REQUIREMENT
The range runs from the line containing "Each instance of the travertine" to the last line of the entries. Copy that range exactly, omitting pictures.

Referring expression pointing data:
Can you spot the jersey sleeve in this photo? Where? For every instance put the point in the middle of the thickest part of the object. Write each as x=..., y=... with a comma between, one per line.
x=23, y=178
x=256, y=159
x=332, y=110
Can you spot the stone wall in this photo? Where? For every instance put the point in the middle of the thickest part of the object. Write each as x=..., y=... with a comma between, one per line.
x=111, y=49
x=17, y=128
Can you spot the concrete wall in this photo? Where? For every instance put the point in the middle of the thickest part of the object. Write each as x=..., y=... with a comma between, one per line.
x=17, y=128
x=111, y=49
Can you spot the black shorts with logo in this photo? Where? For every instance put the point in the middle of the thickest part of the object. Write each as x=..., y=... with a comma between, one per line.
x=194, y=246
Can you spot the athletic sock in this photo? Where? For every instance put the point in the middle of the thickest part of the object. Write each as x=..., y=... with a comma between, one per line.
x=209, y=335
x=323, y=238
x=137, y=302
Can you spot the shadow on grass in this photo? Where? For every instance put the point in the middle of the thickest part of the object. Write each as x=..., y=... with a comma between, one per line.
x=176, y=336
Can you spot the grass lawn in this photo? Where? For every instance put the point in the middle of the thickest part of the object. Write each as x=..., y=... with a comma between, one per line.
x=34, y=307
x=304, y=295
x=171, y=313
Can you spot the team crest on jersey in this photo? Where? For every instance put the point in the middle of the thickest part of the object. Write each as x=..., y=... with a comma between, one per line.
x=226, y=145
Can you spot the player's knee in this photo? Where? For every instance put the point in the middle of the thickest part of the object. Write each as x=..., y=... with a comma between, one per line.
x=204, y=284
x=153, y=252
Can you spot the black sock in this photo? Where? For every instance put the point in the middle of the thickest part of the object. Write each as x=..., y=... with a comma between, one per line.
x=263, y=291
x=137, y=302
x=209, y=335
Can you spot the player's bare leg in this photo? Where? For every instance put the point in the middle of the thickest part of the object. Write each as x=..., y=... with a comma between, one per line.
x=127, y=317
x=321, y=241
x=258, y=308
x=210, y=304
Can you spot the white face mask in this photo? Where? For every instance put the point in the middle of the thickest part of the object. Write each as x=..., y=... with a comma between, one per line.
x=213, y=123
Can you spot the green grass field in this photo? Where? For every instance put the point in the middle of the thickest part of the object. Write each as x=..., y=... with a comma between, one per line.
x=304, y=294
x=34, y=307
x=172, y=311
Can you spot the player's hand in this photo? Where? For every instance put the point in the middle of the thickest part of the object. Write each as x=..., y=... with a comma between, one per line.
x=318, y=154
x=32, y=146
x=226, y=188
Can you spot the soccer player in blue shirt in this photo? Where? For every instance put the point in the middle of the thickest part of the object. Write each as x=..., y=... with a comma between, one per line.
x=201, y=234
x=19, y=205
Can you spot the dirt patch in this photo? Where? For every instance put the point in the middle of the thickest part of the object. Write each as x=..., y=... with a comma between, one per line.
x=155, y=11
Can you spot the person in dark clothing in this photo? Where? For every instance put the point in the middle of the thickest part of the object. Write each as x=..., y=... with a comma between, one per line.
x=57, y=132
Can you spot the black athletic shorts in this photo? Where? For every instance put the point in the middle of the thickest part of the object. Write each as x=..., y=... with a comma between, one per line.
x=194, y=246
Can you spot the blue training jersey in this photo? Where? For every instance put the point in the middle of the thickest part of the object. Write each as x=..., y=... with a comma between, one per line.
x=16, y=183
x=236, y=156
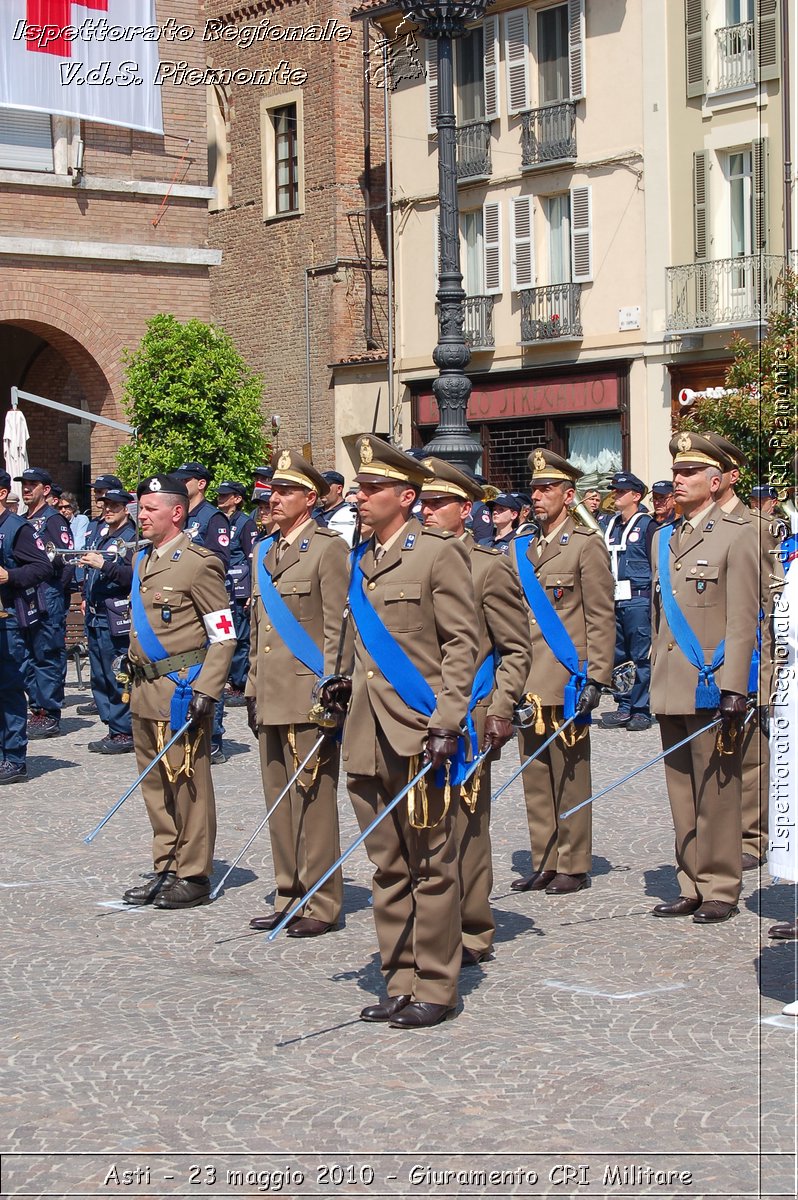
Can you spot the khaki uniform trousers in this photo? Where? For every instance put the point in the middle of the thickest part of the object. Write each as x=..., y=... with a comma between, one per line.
x=415, y=886
x=304, y=828
x=183, y=814
x=756, y=783
x=475, y=867
x=552, y=784
x=703, y=787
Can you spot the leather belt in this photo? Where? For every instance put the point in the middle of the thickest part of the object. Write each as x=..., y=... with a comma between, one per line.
x=151, y=671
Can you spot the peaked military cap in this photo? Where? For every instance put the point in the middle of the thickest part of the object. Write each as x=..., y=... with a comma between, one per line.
x=547, y=467
x=690, y=449
x=167, y=484
x=292, y=468
x=383, y=463
x=735, y=455
x=448, y=480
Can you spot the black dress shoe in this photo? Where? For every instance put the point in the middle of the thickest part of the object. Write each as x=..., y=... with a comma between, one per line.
x=682, y=907
x=564, y=885
x=714, y=910
x=419, y=1014
x=145, y=893
x=384, y=1011
x=185, y=893
x=534, y=882
x=309, y=927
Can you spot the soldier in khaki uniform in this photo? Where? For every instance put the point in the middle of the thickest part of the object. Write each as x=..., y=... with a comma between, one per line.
x=418, y=583
x=307, y=564
x=756, y=748
x=712, y=575
x=573, y=568
x=180, y=587
x=502, y=624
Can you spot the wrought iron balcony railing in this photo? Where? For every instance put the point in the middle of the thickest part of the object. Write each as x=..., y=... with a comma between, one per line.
x=736, y=55
x=473, y=143
x=723, y=292
x=550, y=312
x=549, y=135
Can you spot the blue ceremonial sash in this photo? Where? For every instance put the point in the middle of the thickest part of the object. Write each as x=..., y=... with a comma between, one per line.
x=299, y=642
x=155, y=652
x=707, y=691
x=401, y=673
x=556, y=636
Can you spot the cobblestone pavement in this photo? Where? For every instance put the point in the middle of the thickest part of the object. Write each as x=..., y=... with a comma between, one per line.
x=598, y=1038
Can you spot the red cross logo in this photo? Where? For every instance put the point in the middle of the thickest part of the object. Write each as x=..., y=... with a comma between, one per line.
x=57, y=15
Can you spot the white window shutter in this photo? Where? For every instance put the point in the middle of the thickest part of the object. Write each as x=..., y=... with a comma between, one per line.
x=523, y=243
x=492, y=246
x=701, y=204
x=576, y=47
x=760, y=173
x=431, y=60
x=581, y=235
x=491, y=66
x=516, y=59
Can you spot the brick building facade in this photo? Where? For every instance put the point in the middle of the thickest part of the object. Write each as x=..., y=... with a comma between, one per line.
x=85, y=258
x=301, y=285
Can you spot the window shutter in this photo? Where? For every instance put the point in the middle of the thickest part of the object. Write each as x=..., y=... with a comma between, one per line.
x=760, y=181
x=523, y=244
x=491, y=66
x=695, y=22
x=25, y=141
x=492, y=246
x=576, y=47
x=516, y=59
x=701, y=204
x=767, y=39
x=581, y=235
x=431, y=59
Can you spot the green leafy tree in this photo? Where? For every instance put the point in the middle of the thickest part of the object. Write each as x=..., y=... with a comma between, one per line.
x=192, y=399
x=760, y=409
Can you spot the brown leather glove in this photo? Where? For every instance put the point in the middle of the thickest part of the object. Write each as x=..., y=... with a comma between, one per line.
x=252, y=714
x=498, y=731
x=732, y=711
x=441, y=745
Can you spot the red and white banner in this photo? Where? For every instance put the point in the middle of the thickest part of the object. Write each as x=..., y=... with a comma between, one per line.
x=96, y=59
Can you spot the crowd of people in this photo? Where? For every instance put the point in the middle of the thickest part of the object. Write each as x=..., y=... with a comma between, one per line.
x=415, y=627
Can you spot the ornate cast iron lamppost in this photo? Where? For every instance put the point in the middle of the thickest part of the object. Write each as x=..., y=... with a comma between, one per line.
x=443, y=22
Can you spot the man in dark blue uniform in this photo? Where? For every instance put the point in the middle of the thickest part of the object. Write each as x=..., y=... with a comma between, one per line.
x=628, y=535
x=45, y=663
x=244, y=534
x=24, y=567
x=106, y=593
x=208, y=527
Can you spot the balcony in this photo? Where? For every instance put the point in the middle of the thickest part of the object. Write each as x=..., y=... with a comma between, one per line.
x=550, y=313
x=723, y=293
x=549, y=135
x=736, y=57
x=473, y=142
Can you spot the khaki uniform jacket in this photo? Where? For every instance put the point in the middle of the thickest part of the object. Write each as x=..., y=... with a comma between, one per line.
x=312, y=579
x=715, y=580
x=502, y=623
x=424, y=594
x=190, y=580
x=574, y=570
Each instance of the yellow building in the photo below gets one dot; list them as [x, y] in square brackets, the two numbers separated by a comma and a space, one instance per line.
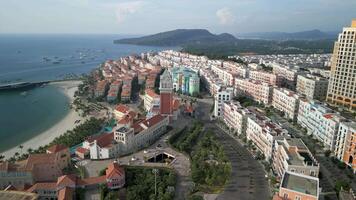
[342, 86]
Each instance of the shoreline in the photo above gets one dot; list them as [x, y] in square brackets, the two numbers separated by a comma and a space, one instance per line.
[66, 123]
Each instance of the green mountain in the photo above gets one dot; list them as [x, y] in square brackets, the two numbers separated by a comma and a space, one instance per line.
[202, 42]
[179, 37]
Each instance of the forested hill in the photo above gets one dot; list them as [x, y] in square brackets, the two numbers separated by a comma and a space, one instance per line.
[202, 42]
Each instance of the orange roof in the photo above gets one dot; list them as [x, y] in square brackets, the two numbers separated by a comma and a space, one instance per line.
[65, 194]
[67, 180]
[82, 150]
[122, 108]
[56, 148]
[153, 120]
[176, 104]
[328, 116]
[114, 170]
[43, 186]
[92, 181]
[151, 93]
[106, 140]
[34, 159]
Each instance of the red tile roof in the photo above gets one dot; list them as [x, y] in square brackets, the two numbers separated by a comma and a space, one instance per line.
[82, 150]
[122, 108]
[56, 148]
[67, 180]
[151, 93]
[65, 194]
[43, 186]
[35, 159]
[114, 170]
[153, 120]
[106, 140]
[91, 181]
[176, 104]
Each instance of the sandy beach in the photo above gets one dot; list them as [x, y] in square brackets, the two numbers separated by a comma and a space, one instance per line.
[67, 123]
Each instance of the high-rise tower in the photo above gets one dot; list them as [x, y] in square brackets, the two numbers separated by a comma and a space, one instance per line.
[342, 86]
[166, 93]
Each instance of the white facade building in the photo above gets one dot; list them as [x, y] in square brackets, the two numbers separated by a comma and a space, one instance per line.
[225, 94]
[286, 101]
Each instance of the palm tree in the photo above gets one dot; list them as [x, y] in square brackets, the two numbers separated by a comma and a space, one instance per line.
[16, 154]
[21, 147]
[29, 150]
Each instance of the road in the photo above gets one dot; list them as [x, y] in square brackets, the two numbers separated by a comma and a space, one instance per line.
[247, 179]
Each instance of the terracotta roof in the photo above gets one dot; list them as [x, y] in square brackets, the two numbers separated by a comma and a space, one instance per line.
[92, 181]
[176, 104]
[43, 186]
[122, 108]
[66, 194]
[34, 159]
[67, 180]
[114, 170]
[91, 139]
[56, 148]
[82, 150]
[151, 93]
[106, 140]
[153, 120]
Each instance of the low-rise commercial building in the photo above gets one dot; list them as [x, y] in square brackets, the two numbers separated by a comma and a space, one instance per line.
[263, 133]
[313, 87]
[263, 76]
[128, 138]
[298, 186]
[345, 148]
[225, 94]
[320, 121]
[257, 90]
[235, 117]
[291, 154]
[286, 101]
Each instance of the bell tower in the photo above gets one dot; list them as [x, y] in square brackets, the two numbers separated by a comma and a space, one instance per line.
[166, 93]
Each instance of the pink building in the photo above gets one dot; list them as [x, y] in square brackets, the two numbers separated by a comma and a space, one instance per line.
[115, 176]
[297, 186]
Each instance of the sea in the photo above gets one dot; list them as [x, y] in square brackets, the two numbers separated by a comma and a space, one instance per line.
[39, 57]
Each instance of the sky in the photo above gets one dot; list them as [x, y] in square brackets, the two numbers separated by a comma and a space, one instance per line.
[141, 17]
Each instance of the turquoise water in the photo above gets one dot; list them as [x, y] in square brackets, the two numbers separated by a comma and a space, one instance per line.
[23, 58]
[23, 116]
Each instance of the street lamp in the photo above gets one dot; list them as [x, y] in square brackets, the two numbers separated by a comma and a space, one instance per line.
[155, 171]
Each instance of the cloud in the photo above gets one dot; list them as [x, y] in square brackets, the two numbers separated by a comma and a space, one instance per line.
[122, 10]
[225, 16]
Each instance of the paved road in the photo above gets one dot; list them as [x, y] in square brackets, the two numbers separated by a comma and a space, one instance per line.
[248, 176]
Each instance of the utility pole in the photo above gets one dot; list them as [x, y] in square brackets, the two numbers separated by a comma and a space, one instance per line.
[155, 171]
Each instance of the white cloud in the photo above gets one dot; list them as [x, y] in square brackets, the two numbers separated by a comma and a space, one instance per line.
[225, 16]
[122, 10]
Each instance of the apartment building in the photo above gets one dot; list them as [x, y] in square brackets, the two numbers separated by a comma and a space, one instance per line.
[263, 133]
[127, 138]
[287, 76]
[291, 154]
[345, 148]
[342, 87]
[257, 90]
[313, 87]
[286, 101]
[235, 117]
[320, 121]
[263, 76]
[150, 99]
[296, 186]
[225, 94]
[36, 168]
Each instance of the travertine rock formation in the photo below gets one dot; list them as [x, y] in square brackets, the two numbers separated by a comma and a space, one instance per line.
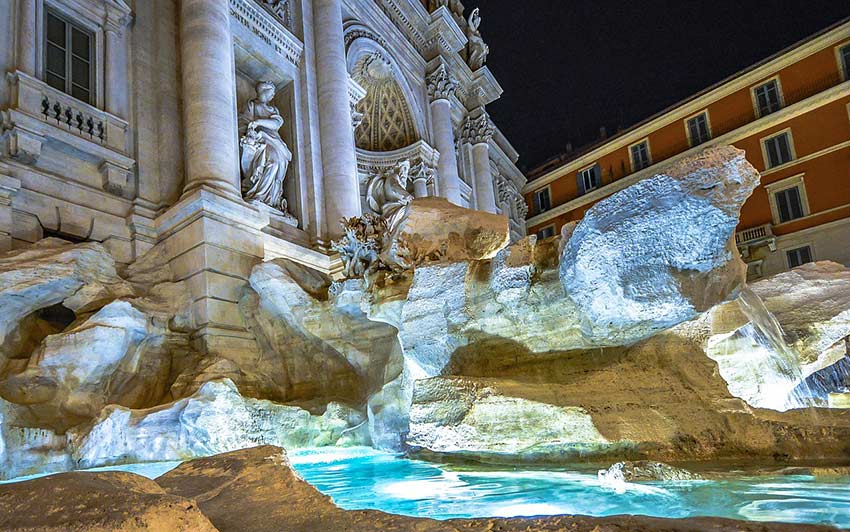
[215, 420]
[256, 490]
[659, 252]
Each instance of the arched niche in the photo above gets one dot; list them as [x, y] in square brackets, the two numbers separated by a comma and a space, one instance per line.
[392, 118]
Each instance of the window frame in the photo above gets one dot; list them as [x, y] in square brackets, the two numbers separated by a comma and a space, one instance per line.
[779, 93]
[592, 168]
[644, 140]
[782, 185]
[843, 70]
[787, 251]
[791, 148]
[548, 190]
[85, 18]
[707, 126]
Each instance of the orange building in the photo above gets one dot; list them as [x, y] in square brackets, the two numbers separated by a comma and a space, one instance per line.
[790, 113]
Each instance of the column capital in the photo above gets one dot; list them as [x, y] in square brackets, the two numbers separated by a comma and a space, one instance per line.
[441, 85]
[478, 129]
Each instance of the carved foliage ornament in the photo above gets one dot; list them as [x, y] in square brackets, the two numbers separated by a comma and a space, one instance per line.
[441, 86]
[478, 129]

RESPONSE AREA
Each instance of the travertine rock formation in the photo below gets one dot; list them as [x, y] in square brackets, the two numbers separated by a comma and a space, one instance per line.
[215, 420]
[256, 490]
[659, 252]
Each instance of the arched niche in the photo above gets one dot; list them as [x, y] in square brackets, the two numbers separated by a comma and a space, one instance per line.
[392, 118]
Each instance of the window frame in the photo above gets one dot; list them as [x, y] in square brackets, the two numbers separated by a comma and a space, one instance per line.
[779, 93]
[592, 168]
[644, 140]
[782, 185]
[843, 70]
[787, 251]
[791, 148]
[548, 190]
[85, 18]
[707, 126]
Each instance of the orange building in the photo above gets one dot; list them as [x, y] in square brackets, the two numbers separated by a comma and a space, one instance per line.
[790, 113]
Each instance of the column capital in the photo above gets one dot; list them as [x, y] in square brackets, the two numbers separated by a comma and a space, one instance per line.
[441, 85]
[478, 129]
Each instance of the carved foliage ornament in the photo above gets one dot; list them as [x, y] in square brackets, the two numbers separated by a comma and a space, one instance per line.
[441, 86]
[478, 129]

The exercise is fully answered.